# [Your task]
Output every line below exactly.

# [Input records]
+--
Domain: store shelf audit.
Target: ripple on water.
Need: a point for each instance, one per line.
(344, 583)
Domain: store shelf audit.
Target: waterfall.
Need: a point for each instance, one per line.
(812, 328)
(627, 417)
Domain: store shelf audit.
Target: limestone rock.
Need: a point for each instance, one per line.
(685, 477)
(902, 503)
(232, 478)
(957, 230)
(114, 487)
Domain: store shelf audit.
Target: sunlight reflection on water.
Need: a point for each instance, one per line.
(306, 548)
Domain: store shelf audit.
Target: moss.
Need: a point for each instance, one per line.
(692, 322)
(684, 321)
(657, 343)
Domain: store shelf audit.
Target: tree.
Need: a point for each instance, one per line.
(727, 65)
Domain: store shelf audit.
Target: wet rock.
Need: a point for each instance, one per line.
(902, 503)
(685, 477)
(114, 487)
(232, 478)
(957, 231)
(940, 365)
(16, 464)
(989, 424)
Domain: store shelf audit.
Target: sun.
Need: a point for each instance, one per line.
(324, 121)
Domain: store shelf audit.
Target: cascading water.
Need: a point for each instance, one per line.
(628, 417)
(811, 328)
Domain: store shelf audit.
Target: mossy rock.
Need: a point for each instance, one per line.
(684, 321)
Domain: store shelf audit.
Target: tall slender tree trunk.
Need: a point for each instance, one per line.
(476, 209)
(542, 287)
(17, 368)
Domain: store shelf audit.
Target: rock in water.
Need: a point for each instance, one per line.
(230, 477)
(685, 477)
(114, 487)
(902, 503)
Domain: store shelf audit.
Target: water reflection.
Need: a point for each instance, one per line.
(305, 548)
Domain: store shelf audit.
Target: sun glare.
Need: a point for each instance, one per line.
+--
# [Answer for the task]
Domain: store shelf audit.
Target: ripple on water.
Need: a point for each instance, one per line.
(344, 583)
Domain: store shelf audit.
Target: waterfall.
Need: a point for each instance, one per line.
(812, 328)
(627, 417)
Domain: store shelf audit.
Target: limestone rock.
Need: a point for each instance, one per line.
(685, 477)
(902, 503)
(232, 478)
(957, 230)
(114, 487)
Domain: store shelf audit.
Target: sunlight reflection on water.
Need: a point for each instance, one per line.
(306, 548)
Domain: store shelf audit.
Target: moss.
Need: a point for each instance, one per line.
(692, 322)
(684, 321)
(657, 343)
Domain: store shelf audit.
Target: tree.
Need: a point for each instance, one per line.
(727, 65)
Domain: store shelf audit.
Target: wet rock.
Need: a point for each instance, one per line.
(902, 503)
(685, 477)
(114, 487)
(232, 478)
(957, 231)
(940, 365)
(16, 464)
(989, 424)
Domain: store shelf audit.
Target: sun.
Need: a point for each instance, one per line.
(324, 121)
Domain: store shelf audit.
Target: cascading water.
Need: a point for each instance, one per line.
(628, 417)
(811, 328)
Domain: store shelf audit.
Target: mossy rock.
Need: a point for each instance, one per line.
(684, 321)
Domain: store shelf audit.
Target: tall slender tree trunk.
Need: a point for each instance, one per line.
(476, 209)
(542, 287)
(17, 368)
Domain: store shelf audit.
Target: rock in water.
Need: a point for each instance, one per line.
(230, 477)
(685, 477)
(114, 487)
(902, 503)
Domain: store shelf audit.
Target: water reflection.
Need: a point for each instance, one per line.
(305, 548)
Domain: store shelf audit.
Target: sun glare.
Need: a point for each instance, one per line.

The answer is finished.